Point-based annotation data:
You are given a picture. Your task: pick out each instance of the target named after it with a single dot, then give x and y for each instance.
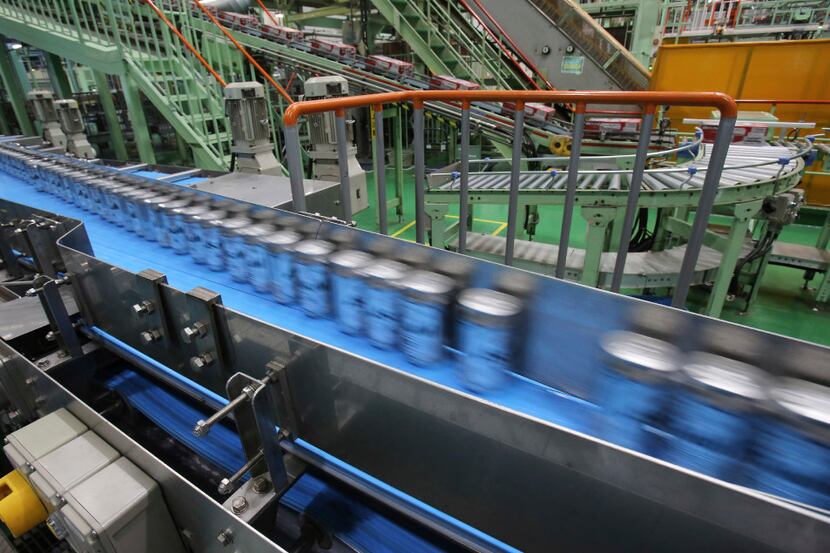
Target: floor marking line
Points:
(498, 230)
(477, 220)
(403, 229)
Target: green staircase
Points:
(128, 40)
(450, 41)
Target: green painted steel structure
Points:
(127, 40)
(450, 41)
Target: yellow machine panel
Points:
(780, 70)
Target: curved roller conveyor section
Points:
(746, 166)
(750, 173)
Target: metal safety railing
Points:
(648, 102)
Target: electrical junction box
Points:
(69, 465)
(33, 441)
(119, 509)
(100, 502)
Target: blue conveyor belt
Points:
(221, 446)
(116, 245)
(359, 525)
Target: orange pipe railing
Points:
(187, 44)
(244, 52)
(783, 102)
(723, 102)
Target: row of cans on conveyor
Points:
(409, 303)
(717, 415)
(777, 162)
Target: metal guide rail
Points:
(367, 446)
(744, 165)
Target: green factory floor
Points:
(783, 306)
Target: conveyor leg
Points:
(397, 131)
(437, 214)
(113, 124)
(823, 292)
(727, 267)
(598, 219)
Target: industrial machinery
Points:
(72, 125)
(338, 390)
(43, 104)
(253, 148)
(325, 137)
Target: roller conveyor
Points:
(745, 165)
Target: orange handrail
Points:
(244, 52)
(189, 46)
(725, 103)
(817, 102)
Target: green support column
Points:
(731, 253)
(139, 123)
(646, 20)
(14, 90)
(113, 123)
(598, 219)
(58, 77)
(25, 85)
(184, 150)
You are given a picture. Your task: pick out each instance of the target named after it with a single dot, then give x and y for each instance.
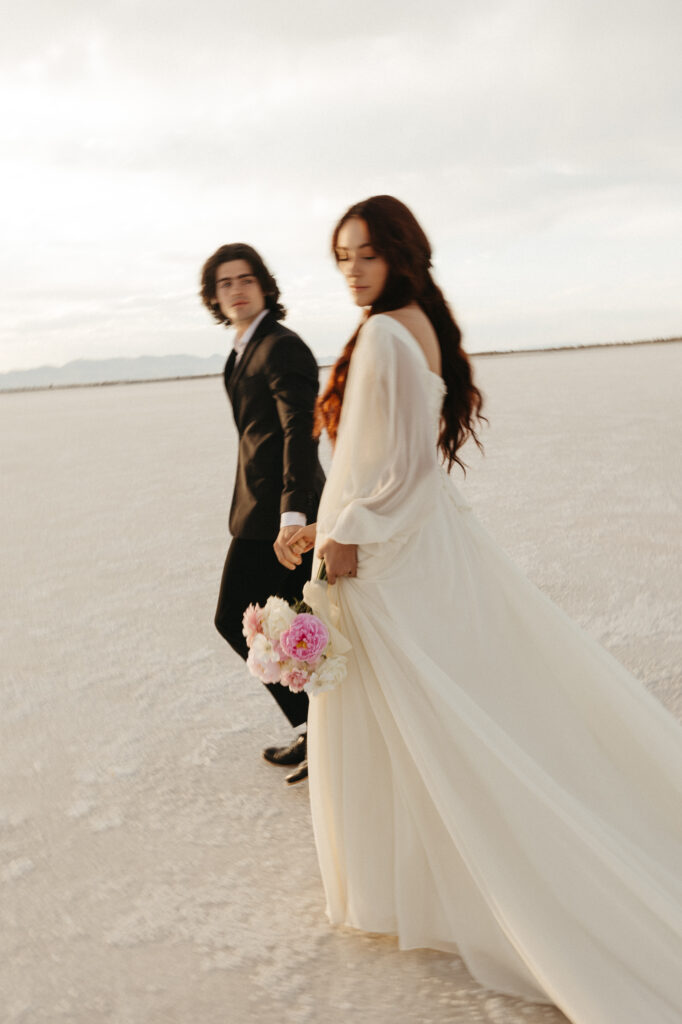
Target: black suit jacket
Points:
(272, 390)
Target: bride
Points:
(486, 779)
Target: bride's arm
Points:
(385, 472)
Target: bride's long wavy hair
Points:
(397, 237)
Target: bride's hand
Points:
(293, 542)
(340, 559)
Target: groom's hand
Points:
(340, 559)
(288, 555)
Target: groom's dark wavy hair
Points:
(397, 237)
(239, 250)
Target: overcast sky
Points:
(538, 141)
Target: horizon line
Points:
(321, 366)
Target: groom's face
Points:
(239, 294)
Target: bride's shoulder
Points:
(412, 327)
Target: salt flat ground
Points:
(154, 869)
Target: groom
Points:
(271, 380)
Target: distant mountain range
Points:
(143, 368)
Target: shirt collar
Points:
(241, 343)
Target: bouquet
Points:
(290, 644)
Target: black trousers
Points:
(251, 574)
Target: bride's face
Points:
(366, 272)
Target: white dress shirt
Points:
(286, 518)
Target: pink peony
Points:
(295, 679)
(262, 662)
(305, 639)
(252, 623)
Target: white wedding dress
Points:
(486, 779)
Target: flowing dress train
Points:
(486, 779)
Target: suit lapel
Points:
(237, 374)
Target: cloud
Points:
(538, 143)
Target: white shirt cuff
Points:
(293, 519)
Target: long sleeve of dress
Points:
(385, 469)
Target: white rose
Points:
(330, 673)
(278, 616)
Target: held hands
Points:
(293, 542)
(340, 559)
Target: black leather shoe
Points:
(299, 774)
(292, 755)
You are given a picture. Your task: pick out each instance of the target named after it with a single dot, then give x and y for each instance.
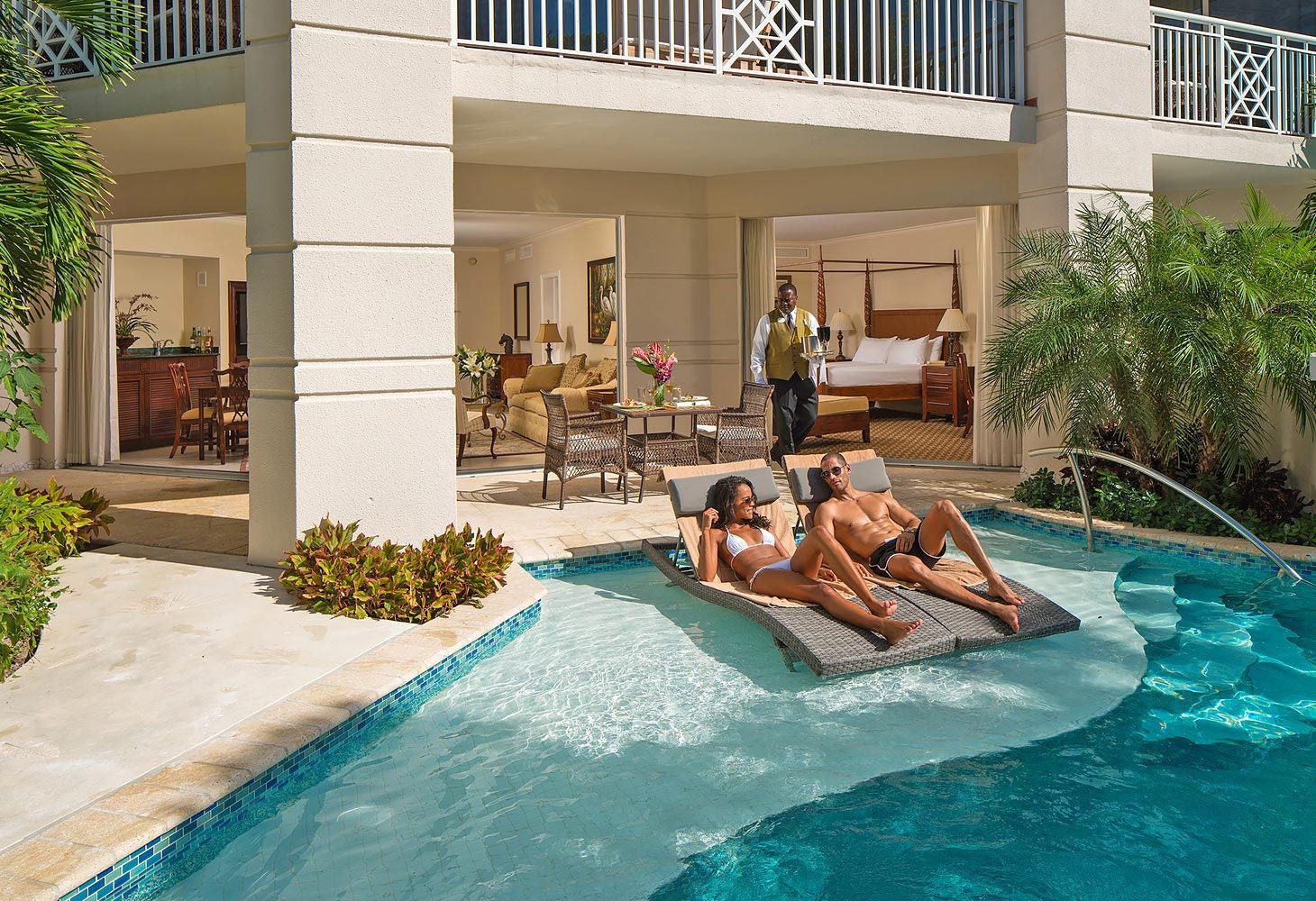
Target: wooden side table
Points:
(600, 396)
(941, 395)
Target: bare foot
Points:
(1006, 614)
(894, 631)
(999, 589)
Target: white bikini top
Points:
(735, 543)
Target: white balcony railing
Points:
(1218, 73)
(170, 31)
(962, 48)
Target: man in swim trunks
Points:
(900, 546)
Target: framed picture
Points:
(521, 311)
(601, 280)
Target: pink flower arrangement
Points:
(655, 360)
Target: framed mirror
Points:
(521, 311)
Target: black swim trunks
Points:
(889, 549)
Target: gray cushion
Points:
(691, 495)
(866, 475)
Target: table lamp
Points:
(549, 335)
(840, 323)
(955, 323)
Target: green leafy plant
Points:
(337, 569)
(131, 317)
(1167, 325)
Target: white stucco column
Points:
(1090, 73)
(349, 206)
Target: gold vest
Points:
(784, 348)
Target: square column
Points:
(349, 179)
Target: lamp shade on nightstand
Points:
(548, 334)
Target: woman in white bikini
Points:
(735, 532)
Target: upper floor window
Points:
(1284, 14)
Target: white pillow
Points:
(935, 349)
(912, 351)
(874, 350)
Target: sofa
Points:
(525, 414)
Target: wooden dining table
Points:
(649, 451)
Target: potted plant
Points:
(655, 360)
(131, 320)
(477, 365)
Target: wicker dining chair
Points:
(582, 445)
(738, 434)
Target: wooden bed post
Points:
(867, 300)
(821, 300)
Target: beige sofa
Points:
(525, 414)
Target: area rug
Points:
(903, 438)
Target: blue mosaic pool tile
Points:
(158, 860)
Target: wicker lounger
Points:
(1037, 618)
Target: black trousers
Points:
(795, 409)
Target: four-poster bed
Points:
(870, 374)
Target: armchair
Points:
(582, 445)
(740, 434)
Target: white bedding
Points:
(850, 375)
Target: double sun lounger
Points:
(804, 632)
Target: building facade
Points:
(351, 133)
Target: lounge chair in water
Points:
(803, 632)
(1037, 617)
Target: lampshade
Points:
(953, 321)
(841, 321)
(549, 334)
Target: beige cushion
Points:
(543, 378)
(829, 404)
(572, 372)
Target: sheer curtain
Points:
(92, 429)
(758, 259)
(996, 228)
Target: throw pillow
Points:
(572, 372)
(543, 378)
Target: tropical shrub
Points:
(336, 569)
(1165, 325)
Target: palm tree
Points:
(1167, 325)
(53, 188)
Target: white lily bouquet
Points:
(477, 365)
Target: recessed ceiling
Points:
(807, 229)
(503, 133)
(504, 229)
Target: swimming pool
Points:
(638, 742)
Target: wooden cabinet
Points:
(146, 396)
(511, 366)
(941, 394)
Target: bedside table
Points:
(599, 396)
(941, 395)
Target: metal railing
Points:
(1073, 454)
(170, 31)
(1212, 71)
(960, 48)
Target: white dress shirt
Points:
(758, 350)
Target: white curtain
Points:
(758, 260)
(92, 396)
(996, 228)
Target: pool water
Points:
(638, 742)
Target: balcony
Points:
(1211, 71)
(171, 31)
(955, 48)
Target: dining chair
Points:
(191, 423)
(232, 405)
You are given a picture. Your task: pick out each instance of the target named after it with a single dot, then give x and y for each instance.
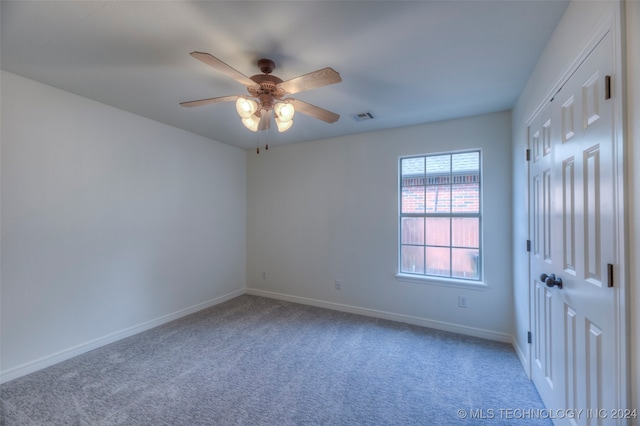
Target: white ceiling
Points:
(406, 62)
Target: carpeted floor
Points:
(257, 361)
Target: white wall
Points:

▶ [Required task]: None of the pictures should appear; repeat the records exactly otherwise.

▶ [Worked solution]:
You are given a picture. Your task: pick out each instance of the target named after it with a single dot, then give x and y for each instance.
Target: floor marking line
Points:
(498, 230)
(477, 220)
(403, 229)
Target: green staircase
Points:
(128, 40)
(450, 41)
Target: green painted steel structure
Points:
(127, 40)
(450, 41)
Target: yellow machine panel
Points:
(780, 70)
Target: curved roller conveyor section
Points:
(746, 166)
(750, 173)
Target: metal safety railing
Points:
(648, 102)
Target: electrical junction box
Points:
(69, 465)
(33, 441)
(119, 509)
(100, 502)
Target: blue conveyor belt
Points:
(221, 446)
(116, 245)
(359, 525)
Target: orange pipe railing
Points:
(187, 44)
(244, 52)
(783, 102)
(723, 102)
Target: row of cans on conveyor
Points:
(409, 303)
(717, 415)
(777, 162)
Target: metal guide rail
Points:
(367, 446)
(744, 165)
Target: green factory floor
Points:
(783, 306)
Target: conveyor leg
Points:
(397, 131)
(437, 214)
(113, 124)
(823, 292)
(727, 267)
(598, 219)
Target: industrial machinery
Points:
(72, 125)
(338, 390)
(43, 104)
(253, 148)
(325, 137)
Target: roller conveyor
Points:
(745, 165)
Target: orange handrail
Points:
(244, 52)
(189, 46)
(725, 103)
(817, 102)
Target: green support column
Points:
(731, 253)
(139, 123)
(646, 20)
(14, 90)
(113, 123)
(598, 219)
(58, 77)
(25, 85)
(184, 150)
You are given a picture. Your task: pick out each instance of the target named after it with a single dot, then give x and y for each instance.
Target: black suit jacket
Points:
(272, 390)
Target: bride
Points:
(486, 779)
Target: bride's arm
Points:
(385, 472)
Target: bride's long wavy hair
Points:
(397, 237)
Target: bride's hand
Points:
(293, 542)
(340, 559)
Target: groom's hand
Points:
(340, 559)
(288, 555)
Target: groom's dark wavy hair
Points:
(397, 237)
(239, 250)
Target: overcast sky
Points:
(538, 141)
Target: horizon line
Points:
(321, 366)
Target: groom's face
Points:
(239, 294)
Target: bride's shoulder
Points:
(412, 327)
Target: salt flat ground
Points:
(154, 869)
Target: groom
Points:
(271, 380)
Target: distant mountain range
Points:
(143, 368)
Target: shirt collar
Points:
(241, 343)
Target: bouquet
Points:
(290, 644)
Target: black trousers
Points:
(251, 574)
Target: bride's face
Points:
(366, 272)
Target: white dress shirt
Points:
(286, 518)
Target: pink peony
Points:
(295, 679)
(262, 662)
(305, 639)
(252, 623)
Target: white wedding dress
Points:
(486, 779)
Target: flowing dress train
Points:
(486, 779)
Target: suit lapel
Points:
(237, 374)
Target: cloud
Points:
(538, 143)
Target: white shirt cuff
Points:
(293, 519)
Target: long sleeve of dress
Points:
(385, 469)
Target: white rose
Points:
(330, 673)
(278, 616)
Target: held hands
Points:
(293, 542)
(340, 559)
Target: black leather shoe
Points:
(299, 774)
(292, 755)
You are given a picture. Your task: pick out each instance of the target named after it with a single dot, then give x and y for each instance.
Target: wooden side table
Points:
(600, 396)
(941, 395)
Target: bare foot
Points:
(1006, 614)
(894, 631)
(999, 589)
Target: white bikini top
Points:
(735, 543)
Target: white balcony railing
Points:
(1218, 73)
(170, 31)
(962, 48)
Target: man in swim trunks
Points:
(900, 546)
Target: framed picture
Points:
(521, 311)
(601, 280)
Target: pink flower arrangement
Points:
(655, 360)
Target: framed mirror
Points:
(521, 311)
Target: black swim trunks
Points:
(889, 549)
Target: gray cushion
Points:
(691, 495)
(866, 475)
Target: table lamp
Points:
(549, 335)
(840, 323)
(955, 323)
Target: green leafy plant
Points:
(337, 569)
(131, 317)
(1167, 325)
Target: white stucco column
Points:
(1090, 73)
(349, 206)
Target: gold vest
Points:
(784, 348)
Target: square column
Points:
(349, 179)
Target: lamp shade on nightstand
Points:
(548, 334)
Target: woman in white bikini
Points:
(735, 532)
Target: upper floor window
Points:
(1284, 14)
Target: white pillow
Points:
(935, 349)
(912, 351)
(874, 350)
Target: sofa
Points:
(525, 414)
Target: wooden dining table
Points:
(649, 451)
Target: potted plant
Points:
(655, 360)
(131, 320)
(477, 365)
Target: wicker dining chair
Points:
(582, 445)
(738, 434)
Target: wooden bed post
Points:
(867, 300)
(821, 300)
Target: beige sofa
Points:
(525, 414)
Target: area rug
Points:
(903, 438)
Target: blue mosaic pool tile
Points:
(158, 860)
Target: wicker lounger
Points:
(1037, 618)
Target: black trousers
Points:
(795, 409)
Target: four-poster bed
Points:
(870, 374)
Target: armchair
Points:
(582, 445)
(740, 434)
Target: white bedding
Points:
(850, 375)
Target: double sun lounger
Points:
(804, 632)
Target: building facade
Points:
(351, 133)
Target: lounge chair in water
Points:
(803, 632)
(1037, 617)
Target: lampshade
Points:
(953, 321)
(841, 321)
(549, 334)
Target: beige cushion
Points:
(543, 378)
(829, 404)
(572, 372)
Target: sheer curtain
Points:
(92, 429)
(758, 259)
(996, 228)
Target: throw pillow
Points:
(572, 372)
(543, 378)
Target: tropical shrub
Points:
(336, 569)
(1165, 325)
Target: palm tree
Points:
(1167, 325)
(53, 188)
Target: white lily bouquet
Points:
(477, 365)
Target: recessed ceiling
Points:
(807, 229)
(503, 133)
(504, 229)
Target: swimming pool
Points:
(638, 742)
Target: wooden cabinet
Points:
(146, 396)
(511, 366)
(941, 394)
Target: bedside table
Points:
(599, 396)
(941, 395)
Target: metal railing
Points:
(1073, 454)
(170, 31)
(1212, 71)
(960, 48)
Target: white dress shirt
Points:
(758, 350)
Target: white curtain
Points:
(758, 260)
(92, 396)
(996, 228)
Target: pool water
Points:
(638, 742)
Target: balcony
Points:
(1211, 71)
(171, 31)
(955, 48)
Target: dining chair
Points:
(191, 423)
(232, 405)
You are given a picture. Your task: pick out each instance of the target named after it with a single dot, then give x and y for each instance.
Target: white ceiling
Points:
(406, 62)
Target: carpeted floor
Points:
(257, 361)
Target: white wall
Points:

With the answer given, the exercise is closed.